## Records for the task
=== Begin Enclosure ===

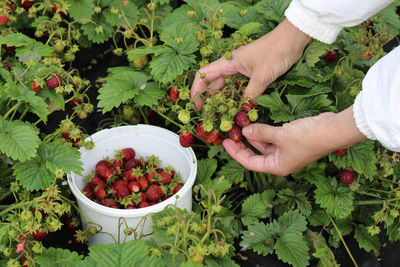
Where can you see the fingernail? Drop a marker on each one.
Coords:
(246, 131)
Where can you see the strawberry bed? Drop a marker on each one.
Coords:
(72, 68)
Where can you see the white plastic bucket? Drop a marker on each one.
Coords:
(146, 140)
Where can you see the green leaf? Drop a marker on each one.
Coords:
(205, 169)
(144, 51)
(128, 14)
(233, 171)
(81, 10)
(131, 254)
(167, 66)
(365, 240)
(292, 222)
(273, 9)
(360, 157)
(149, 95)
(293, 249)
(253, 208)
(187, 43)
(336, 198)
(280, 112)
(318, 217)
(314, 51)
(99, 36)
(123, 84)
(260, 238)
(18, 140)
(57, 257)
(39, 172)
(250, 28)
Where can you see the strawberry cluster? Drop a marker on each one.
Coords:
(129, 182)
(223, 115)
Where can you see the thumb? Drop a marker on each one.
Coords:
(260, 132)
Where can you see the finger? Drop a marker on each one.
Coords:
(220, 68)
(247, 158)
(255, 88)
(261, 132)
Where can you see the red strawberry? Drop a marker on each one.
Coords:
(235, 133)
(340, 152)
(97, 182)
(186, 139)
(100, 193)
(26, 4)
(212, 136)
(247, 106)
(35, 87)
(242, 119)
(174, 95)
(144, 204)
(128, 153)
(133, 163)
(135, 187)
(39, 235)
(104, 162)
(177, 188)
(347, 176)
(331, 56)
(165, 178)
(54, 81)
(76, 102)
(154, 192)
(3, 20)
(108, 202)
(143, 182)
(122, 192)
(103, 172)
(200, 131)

=== End Enclosure ===
=== Begin Enclosure ===

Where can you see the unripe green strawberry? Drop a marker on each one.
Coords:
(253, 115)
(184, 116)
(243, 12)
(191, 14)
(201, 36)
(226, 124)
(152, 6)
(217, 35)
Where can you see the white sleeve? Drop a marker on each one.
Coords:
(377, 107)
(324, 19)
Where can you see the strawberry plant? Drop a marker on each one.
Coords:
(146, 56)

=== End Enclosure ===
=== Begin Enclosure ===

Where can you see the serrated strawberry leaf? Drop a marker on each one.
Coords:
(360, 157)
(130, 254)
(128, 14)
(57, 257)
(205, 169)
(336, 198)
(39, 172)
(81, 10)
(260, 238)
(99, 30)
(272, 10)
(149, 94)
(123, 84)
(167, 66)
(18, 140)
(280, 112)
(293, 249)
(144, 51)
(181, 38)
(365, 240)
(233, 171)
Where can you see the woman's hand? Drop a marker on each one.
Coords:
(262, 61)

=== End Enclosure ===

## About this task
Which lines above hold the string "white"? Show each of them.

## Answer for the task
Where can you see the white plastic bucket? Drop a marker on each one.
Where can you see the white sleeve? Drop a marker on each one.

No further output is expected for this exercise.